[Start of INFORMATION GIVEN]

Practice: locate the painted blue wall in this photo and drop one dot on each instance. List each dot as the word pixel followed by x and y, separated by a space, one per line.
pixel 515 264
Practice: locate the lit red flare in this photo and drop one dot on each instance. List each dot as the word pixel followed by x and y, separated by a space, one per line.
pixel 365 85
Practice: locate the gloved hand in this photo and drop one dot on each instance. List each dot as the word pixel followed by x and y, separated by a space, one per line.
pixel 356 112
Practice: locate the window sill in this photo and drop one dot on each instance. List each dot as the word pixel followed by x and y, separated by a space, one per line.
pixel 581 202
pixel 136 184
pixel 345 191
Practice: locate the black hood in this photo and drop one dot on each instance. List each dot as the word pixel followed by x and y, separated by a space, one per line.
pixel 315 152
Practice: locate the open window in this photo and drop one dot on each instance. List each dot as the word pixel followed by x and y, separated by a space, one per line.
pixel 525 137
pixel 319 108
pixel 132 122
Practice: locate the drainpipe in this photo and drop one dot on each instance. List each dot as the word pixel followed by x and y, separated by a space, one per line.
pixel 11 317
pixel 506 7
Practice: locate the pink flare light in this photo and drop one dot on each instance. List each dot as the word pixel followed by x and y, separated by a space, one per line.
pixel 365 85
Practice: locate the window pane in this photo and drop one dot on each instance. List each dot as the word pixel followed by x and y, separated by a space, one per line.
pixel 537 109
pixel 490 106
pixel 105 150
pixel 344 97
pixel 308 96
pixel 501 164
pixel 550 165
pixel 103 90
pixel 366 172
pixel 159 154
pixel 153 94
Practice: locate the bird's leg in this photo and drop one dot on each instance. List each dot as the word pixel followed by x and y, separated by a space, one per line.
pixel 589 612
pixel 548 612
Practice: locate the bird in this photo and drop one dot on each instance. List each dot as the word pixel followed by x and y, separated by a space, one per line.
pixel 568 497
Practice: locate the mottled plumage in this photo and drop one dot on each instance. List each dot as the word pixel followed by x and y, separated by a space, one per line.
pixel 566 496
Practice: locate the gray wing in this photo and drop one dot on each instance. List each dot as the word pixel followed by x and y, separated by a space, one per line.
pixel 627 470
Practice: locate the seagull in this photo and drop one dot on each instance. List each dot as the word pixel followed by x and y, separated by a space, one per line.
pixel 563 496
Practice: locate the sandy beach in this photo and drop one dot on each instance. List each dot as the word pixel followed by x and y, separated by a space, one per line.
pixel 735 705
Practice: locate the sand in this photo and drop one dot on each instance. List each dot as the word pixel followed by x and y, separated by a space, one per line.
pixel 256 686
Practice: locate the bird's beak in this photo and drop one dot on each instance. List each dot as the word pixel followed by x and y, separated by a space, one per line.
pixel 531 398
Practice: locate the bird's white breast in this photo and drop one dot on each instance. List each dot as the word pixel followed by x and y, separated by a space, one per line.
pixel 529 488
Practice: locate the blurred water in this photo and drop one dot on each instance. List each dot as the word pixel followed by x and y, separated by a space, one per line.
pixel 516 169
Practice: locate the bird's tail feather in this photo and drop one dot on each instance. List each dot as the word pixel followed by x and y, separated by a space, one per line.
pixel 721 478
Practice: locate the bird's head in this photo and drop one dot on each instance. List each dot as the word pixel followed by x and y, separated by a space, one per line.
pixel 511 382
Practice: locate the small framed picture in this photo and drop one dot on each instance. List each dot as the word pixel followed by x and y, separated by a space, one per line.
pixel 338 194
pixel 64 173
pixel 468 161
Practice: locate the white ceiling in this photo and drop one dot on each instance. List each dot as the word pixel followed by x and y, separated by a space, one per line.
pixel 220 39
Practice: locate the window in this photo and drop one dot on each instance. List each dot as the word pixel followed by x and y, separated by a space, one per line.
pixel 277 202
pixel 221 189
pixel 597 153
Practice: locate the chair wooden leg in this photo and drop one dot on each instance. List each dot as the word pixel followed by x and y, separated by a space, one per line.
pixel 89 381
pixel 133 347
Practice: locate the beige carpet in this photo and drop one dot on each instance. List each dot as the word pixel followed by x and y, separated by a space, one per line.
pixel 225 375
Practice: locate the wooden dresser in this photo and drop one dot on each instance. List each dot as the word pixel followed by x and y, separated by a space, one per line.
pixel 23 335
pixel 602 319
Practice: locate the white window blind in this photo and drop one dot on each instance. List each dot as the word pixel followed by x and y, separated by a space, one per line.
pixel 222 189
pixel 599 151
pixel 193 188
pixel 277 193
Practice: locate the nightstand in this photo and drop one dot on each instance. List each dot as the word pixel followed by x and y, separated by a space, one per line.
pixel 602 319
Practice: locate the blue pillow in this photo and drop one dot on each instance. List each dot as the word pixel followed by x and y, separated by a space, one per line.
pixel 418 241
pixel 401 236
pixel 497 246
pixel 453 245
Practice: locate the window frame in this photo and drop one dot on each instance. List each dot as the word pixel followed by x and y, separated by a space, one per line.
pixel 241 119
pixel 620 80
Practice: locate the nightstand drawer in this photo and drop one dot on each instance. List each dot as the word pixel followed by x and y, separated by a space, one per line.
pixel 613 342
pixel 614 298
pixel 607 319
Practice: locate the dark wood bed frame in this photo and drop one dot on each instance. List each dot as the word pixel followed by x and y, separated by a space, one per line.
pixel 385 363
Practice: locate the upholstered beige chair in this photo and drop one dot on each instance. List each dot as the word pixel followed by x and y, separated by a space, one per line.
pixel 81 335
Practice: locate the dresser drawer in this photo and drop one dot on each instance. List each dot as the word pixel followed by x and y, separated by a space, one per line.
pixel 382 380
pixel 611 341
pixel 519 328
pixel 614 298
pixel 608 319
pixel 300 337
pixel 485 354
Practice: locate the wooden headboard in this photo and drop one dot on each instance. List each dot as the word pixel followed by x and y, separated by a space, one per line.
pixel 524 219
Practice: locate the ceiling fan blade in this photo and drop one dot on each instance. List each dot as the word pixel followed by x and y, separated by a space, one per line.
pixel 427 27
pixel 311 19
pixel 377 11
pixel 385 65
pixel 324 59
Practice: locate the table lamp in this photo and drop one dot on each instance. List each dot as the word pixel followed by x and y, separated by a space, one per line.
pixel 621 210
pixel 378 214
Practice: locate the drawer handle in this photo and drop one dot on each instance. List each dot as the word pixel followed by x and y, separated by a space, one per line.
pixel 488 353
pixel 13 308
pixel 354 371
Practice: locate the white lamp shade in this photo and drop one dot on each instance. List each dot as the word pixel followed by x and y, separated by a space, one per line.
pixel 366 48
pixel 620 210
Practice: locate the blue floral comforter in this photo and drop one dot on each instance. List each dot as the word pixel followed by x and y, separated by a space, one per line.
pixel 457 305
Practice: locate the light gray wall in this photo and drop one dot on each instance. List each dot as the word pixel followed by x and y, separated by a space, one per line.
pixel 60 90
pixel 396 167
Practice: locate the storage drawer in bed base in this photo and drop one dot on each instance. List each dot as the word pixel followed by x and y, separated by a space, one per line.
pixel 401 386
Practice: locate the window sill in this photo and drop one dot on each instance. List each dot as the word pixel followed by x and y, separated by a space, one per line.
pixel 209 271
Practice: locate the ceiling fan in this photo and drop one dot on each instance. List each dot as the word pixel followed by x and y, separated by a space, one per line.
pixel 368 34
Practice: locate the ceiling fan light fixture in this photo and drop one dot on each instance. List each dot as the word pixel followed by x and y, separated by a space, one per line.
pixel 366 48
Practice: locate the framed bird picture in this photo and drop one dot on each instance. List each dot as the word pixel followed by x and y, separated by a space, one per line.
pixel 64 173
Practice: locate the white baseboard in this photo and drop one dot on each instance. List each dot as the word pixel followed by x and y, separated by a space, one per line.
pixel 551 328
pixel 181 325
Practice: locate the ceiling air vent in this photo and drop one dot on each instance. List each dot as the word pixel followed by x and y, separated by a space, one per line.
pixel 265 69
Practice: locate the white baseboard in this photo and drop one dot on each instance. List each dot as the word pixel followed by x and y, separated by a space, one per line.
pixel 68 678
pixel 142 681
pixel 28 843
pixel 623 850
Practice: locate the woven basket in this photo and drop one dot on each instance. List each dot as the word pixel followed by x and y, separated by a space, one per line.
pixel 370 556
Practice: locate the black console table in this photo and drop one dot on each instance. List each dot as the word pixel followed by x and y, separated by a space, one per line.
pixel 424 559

[End of INFORMATION GIVEN]

DESCRIPTION OF THE TASK:
Write out everything from the line containing "Practice: locate the open" down to the line containing "pixel 153 94", both of those lines included, without changing a character.

COMPLETE ANSWER:
Practice: locate the open window in this photo and drop one dot on each instance. List each dot as the word pixel followed by x and y, separated by a space, one per line.
pixel 525 137
pixel 319 108
pixel 132 122
Practice: locate the drainpipe in this photo and drop one dot on each instance. List each dot as the word pixel followed by x and y, separated by a space, one per line.
pixel 11 317
pixel 506 7
Practice: locate the pink flare light in this photo and drop one dot on each instance. List each dot as the word pixel followed by x and y, separated by a space, one per line.
pixel 365 85
Practice: locate the window pane in this photo and drop one dot on each instance. List each dot as the word pixel followed by x and y, separated by a space, one per line.
pixel 537 109
pixel 490 106
pixel 105 150
pixel 344 97
pixel 308 96
pixel 501 164
pixel 550 165
pixel 103 90
pixel 366 172
pixel 159 154
pixel 153 94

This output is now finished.